··· Information given ···
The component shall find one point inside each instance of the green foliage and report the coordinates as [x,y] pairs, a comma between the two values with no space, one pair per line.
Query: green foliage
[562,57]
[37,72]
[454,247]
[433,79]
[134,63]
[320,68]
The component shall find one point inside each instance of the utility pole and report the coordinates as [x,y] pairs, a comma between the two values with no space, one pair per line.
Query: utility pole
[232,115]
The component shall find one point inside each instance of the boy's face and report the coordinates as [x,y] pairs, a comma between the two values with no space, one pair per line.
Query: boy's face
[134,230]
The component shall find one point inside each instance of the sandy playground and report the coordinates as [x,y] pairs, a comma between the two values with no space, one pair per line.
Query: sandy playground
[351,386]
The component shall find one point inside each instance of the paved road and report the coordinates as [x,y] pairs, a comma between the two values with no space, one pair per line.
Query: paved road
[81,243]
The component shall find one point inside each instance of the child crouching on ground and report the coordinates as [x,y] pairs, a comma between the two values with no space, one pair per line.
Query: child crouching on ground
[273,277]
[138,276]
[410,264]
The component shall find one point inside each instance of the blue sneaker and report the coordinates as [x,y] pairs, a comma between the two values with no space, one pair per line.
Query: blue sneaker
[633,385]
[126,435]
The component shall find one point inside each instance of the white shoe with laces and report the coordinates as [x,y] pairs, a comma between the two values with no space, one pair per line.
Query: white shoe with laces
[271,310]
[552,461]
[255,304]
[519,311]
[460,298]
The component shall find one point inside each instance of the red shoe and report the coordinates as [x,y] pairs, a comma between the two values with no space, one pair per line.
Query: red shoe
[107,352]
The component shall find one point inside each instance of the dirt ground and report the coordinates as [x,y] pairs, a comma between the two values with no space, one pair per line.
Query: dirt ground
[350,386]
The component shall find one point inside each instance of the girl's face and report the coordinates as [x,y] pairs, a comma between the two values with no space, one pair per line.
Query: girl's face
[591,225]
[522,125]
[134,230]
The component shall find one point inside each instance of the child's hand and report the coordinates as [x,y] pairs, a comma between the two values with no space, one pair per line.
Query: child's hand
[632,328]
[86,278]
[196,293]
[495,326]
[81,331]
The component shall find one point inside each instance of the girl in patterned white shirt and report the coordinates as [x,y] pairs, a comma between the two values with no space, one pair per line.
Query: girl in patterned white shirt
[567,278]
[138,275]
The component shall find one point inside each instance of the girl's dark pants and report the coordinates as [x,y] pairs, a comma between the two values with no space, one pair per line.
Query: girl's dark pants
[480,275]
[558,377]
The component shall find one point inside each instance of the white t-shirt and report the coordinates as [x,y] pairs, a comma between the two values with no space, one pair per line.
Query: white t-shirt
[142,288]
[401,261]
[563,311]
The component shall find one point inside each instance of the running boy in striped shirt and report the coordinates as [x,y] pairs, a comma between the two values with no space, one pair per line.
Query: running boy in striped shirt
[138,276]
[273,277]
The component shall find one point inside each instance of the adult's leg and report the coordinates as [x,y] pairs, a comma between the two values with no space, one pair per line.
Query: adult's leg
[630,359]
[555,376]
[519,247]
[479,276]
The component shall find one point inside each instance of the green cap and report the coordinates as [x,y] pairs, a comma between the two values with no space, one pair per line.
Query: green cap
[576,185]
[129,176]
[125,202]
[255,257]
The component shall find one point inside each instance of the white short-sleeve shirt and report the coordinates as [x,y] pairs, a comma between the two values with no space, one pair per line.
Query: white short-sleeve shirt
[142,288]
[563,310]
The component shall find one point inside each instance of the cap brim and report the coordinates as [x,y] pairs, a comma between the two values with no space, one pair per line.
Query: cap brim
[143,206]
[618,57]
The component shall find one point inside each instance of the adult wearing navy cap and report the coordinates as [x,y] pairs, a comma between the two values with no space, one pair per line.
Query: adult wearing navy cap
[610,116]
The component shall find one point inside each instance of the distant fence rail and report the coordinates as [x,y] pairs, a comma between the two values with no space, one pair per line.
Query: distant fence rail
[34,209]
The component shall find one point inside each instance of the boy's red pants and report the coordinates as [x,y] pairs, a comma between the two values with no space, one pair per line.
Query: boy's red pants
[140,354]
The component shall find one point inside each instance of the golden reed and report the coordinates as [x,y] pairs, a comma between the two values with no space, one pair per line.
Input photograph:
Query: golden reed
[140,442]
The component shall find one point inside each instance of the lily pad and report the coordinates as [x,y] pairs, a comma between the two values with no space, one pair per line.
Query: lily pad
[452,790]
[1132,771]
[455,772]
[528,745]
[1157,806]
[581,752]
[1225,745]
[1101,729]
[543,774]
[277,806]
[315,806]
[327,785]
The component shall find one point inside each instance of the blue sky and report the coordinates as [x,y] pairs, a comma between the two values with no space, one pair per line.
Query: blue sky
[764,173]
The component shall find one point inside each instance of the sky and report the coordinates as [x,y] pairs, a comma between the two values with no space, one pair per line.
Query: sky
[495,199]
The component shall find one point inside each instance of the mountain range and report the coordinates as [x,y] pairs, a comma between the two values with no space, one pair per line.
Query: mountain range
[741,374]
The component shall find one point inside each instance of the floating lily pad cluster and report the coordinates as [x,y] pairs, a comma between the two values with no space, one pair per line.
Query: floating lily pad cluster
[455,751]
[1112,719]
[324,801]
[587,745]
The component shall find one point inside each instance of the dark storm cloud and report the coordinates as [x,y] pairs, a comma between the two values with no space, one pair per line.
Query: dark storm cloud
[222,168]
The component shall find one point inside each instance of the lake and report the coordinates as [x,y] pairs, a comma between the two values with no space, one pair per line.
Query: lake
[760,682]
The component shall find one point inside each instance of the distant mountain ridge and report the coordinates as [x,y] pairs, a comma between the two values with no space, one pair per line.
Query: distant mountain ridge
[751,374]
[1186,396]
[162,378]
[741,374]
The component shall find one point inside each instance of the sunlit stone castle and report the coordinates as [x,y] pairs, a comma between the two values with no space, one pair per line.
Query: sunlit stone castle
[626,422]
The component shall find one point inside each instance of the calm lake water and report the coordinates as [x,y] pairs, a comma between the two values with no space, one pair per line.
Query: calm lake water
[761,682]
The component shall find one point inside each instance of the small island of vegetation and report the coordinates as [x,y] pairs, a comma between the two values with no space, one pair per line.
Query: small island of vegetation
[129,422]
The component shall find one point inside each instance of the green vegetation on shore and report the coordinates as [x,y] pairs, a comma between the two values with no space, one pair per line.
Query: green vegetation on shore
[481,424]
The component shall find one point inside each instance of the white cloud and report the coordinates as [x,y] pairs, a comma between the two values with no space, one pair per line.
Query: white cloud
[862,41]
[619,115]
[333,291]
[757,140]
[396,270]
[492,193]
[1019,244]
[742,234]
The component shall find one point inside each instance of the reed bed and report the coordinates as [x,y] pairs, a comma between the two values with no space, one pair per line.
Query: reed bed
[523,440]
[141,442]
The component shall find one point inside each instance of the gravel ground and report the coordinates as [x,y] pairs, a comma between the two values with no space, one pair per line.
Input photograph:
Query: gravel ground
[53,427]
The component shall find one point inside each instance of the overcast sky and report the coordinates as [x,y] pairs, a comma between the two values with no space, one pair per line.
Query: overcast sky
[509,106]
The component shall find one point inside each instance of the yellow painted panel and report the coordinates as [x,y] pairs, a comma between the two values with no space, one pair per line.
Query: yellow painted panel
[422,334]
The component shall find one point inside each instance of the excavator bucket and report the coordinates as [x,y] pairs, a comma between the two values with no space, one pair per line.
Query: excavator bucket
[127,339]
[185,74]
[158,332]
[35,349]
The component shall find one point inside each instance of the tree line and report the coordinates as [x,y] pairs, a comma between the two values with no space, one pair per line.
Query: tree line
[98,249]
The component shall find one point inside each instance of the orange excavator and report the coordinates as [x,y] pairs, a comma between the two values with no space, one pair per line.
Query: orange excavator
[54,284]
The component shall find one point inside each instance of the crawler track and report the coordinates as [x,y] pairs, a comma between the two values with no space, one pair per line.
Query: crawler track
···
### Work instruction
Which of the lines in the material carry the string "track"? Pull them out.

### Result of this task
The component shall find one point inside each instance of the crawler track and report the coordinates as [x,y] pairs, a comma between the two values with no space, one pair per line.
Query: crawler track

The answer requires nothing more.